[DATA FOR THE TASK start]

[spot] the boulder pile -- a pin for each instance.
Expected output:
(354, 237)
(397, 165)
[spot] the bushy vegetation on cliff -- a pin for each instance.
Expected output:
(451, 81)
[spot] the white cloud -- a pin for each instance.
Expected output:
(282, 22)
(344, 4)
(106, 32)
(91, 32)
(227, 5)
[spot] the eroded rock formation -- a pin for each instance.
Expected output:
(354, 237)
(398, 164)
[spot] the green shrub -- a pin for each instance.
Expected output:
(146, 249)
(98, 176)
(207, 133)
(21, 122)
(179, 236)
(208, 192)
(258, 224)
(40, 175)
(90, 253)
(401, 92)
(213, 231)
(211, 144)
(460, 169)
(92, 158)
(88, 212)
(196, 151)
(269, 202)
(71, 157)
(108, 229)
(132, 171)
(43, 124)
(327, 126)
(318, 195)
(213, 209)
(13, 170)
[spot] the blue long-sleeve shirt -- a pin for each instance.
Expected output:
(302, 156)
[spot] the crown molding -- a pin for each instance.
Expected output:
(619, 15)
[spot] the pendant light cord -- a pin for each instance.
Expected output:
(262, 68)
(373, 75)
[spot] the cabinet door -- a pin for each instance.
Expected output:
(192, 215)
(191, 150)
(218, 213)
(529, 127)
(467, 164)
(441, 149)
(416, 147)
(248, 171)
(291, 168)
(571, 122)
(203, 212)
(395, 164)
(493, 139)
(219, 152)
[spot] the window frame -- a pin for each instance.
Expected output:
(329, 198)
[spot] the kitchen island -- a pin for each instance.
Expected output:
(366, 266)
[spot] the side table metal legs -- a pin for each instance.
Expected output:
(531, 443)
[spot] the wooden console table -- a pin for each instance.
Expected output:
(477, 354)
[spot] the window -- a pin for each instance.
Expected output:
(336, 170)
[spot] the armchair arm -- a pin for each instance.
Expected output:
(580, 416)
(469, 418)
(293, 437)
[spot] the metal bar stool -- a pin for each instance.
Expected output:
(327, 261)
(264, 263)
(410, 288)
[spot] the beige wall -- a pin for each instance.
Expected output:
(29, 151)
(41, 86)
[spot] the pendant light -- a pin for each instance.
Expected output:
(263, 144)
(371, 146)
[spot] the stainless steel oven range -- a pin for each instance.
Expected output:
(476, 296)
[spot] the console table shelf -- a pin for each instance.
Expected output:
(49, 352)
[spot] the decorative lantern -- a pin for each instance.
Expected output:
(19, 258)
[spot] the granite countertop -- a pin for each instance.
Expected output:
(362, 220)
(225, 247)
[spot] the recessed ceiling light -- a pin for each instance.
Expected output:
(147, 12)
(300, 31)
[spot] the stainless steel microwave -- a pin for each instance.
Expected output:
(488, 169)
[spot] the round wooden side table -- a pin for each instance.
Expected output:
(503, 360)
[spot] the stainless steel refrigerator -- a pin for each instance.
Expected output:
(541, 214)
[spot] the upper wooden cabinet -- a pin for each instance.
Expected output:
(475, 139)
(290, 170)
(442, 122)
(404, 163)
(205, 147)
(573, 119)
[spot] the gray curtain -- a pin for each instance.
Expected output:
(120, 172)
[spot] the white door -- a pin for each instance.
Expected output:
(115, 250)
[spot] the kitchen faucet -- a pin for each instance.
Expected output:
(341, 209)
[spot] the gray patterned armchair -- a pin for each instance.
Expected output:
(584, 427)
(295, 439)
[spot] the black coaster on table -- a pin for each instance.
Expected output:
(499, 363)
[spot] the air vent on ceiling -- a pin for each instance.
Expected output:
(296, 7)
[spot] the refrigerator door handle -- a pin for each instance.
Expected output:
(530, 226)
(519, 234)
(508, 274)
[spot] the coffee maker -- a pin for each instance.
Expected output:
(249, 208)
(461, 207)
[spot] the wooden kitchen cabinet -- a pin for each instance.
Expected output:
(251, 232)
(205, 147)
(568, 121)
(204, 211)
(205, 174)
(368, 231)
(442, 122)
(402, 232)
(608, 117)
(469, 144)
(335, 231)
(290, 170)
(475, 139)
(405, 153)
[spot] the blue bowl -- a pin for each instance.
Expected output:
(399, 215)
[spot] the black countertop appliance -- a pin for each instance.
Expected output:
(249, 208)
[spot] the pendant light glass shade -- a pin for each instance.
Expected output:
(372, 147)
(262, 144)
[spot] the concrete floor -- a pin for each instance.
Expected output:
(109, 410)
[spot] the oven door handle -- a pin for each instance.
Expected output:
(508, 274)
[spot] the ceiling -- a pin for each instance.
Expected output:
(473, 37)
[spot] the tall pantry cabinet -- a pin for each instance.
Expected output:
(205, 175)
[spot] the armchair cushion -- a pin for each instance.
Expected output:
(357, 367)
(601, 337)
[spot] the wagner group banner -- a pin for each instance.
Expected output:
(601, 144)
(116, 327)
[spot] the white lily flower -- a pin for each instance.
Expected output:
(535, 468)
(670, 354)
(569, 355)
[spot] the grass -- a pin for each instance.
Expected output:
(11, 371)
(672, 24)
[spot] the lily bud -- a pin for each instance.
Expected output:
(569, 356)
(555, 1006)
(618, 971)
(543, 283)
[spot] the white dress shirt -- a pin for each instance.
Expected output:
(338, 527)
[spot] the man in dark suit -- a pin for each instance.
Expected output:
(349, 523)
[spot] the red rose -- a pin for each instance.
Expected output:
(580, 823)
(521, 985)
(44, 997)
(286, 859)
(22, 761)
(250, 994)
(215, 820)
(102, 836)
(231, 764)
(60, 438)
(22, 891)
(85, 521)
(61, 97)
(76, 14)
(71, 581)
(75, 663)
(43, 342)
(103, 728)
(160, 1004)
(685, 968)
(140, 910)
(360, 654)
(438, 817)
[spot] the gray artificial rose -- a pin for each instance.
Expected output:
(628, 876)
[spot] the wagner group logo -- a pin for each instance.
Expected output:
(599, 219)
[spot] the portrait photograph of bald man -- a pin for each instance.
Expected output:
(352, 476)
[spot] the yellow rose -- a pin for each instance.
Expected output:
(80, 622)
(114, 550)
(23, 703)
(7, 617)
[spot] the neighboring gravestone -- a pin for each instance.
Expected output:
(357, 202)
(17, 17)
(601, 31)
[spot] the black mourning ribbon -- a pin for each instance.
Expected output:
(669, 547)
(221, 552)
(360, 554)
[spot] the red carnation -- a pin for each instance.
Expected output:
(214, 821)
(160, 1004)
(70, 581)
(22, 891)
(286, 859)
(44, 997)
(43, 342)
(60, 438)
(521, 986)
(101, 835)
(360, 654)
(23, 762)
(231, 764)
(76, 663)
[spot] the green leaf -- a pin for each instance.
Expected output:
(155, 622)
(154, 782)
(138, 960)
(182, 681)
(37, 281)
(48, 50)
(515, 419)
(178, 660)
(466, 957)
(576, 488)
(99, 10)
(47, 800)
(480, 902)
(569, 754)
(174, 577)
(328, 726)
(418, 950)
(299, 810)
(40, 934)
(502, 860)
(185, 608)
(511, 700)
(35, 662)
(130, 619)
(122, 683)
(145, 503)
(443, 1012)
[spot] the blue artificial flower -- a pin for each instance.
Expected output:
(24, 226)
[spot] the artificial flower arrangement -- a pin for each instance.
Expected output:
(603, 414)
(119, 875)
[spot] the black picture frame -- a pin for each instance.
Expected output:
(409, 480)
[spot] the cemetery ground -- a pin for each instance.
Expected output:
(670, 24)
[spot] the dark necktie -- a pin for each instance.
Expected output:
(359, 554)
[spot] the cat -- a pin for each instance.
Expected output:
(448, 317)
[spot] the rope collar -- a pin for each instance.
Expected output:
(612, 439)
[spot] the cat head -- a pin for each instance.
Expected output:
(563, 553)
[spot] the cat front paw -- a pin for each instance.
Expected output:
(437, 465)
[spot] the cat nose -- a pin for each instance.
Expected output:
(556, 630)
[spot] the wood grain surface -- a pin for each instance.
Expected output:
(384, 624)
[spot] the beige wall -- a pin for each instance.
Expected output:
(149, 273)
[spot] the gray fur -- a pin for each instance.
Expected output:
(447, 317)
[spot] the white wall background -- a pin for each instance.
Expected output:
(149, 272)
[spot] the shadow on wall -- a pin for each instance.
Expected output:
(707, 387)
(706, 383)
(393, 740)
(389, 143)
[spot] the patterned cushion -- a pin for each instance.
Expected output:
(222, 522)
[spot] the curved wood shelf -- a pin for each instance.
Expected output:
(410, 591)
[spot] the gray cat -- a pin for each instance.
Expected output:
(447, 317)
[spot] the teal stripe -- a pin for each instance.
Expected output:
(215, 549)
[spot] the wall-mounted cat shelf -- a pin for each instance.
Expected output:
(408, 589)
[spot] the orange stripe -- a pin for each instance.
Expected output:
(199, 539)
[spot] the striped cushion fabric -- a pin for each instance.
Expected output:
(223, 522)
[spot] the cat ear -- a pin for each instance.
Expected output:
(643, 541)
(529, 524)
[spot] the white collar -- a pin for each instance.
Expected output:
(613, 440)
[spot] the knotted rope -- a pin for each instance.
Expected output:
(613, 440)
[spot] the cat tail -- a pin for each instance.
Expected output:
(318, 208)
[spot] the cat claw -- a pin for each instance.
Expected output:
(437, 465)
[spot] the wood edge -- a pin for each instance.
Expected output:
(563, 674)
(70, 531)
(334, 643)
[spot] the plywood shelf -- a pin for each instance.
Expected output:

[DATA FOR THE TASK end]

*WORK REQUIRED*.
Can you edit everything from the line containing "[spot] the knotted" down to the end of the material so that "cat" becomes "kitten" and nothing else changes?

*FINAL RESULT*.
[spot] the knotted rope -- a pin for each instance.
Expected output:
(613, 440)
[spot] the kitten tail -- a pin for each instance.
Expected output:
(318, 208)
[spot] the kitten claw -- a pin for each instance.
Expected output:
(437, 465)
[spot] the wood edge -- a pin for each instance.
Expected output:
(563, 674)
(70, 531)
(334, 643)
[spot] the plywood shelf -- a pin for each instance.
Expected output:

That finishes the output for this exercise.